begin Text segment

Table 1 Nominal chemical compositions of experimental al loys

3 Results and discussion

3.1 Microstructure after full heat treatment

Figure 1 shows the typical microstructures of the 2% Cr alloy and 4% Cr alloy after full heat treatment. It can be seen that the primary γ′ and γ/γ′ eutectic dissolve completely after the high temperature solution treatment. They contain more than 60% γ′ phase in cubic shape and γ matrix channel. The average γ′ phase sizes of two alloys are 0.54 and 0.43 μm, respectively. The size of γ′ phase particles becomes small and uniform, and the cubic shape turns regular with increasing Cr content. Therefore, the γ matrix channel of the 4% Cr alloy is a little straighter than that of the 2% Cr alloy.

end Text segment
begin Data section

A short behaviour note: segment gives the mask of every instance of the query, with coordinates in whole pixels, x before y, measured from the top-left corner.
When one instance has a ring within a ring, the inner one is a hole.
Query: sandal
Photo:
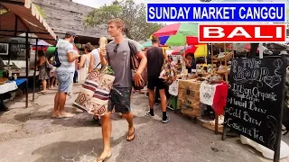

end Data section

Given instruction 1: In the microstructure section, what are the average γ′ phase sizes of the two alloys?
Given instruction 2: Decide whether each statement agrees with the microstructure section, and quote the words that settle it: (a) The primary γ′ and γ/γ′ eutectic dissolve completely after the high temperature solution treatment. (b) The γ′ phase particles grow larger as Cr content increases. (c) The γ matrix channel of the 2% Cr alloy is straighter than that of the 4% Cr alloy.

Full solution 1: 0.54 μm for the 2% Cr alloy and 0.43 μm for the 4% Cr alloy.

Full solution 2:
(a) Yes: "the primary γ′ and γ/γ′ eutectic dissolve completely after the high temperature solution treatment."
(b) No: "The size of γ′ phase particles becomes small and uniform, and the cubic shape turns regular with increasing Cr content."
(c) No: "the γ matrix channel of the 4% Cr alloy is a little straighter than that of the 2% Cr alloy."